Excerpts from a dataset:
■ ■ ■
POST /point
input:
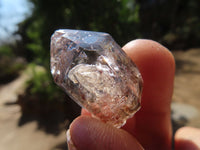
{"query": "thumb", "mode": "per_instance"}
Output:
(88, 133)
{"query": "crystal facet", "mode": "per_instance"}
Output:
(97, 74)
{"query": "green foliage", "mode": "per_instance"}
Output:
(6, 50)
(171, 22)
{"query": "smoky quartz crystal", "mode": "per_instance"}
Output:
(97, 74)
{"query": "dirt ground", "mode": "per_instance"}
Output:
(185, 108)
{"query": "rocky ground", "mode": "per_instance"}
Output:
(185, 108)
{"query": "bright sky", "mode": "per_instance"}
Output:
(12, 12)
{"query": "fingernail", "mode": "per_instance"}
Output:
(69, 141)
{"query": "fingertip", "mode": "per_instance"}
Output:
(90, 133)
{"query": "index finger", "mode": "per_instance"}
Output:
(152, 124)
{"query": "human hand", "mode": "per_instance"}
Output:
(150, 128)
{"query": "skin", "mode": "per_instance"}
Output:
(150, 128)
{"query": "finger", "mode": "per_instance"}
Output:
(152, 124)
(88, 133)
(187, 138)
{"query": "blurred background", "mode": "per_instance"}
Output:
(34, 112)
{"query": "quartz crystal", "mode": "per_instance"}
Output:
(96, 73)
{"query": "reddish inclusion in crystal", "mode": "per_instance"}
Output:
(96, 73)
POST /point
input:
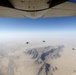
■ ■ ■
Exercise =>
Set the records down again precisely, skipping every image.

Reply to the exercise =>
POST /point
input:
{"query": "thumb", "mode": "per_instance"}
Output:
(88, 133)
{"query": "crystal facet", "mode": "per_instance"}
Output:
(97, 74)
{"query": "green foliage", "mode": "per_instance"}
Output:
(6, 50)
(171, 22)
{"query": "smoky quartz crystal", "mode": "per_instance"}
Output:
(97, 74)
{"query": "dirt ground", "mode": "per_instance"}
Output:
(185, 108)
{"query": "rocky ground", "mode": "per_instance"}
Output:
(185, 108)
{"query": "bright sky", "mode": "per_instance"}
Output:
(12, 12)
{"query": "fingernail", "mode": "per_instance"}
Output:
(69, 141)
{"query": "fingertip", "mode": "per_instance"}
Output:
(90, 133)
{"query": "index finger", "mode": "per_instance"}
Output:
(152, 124)
{"query": "human hand", "mode": "per_instance"}
Output:
(150, 128)
{"query": "skin", "mode": "per_instance"}
Output:
(150, 128)
{"query": "finger", "mode": "per_instance"}
Output:
(152, 124)
(88, 133)
(187, 138)
{"query": "blurred background", "mode": "per_instance"}
Output:
(34, 112)
{"query": "quartz crystal", "mode": "per_instance"}
Output:
(96, 73)
{"query": "reddish inclusion in crystal", "mode": "per_instance"}
Output:
(96, 73)
POST /point
input:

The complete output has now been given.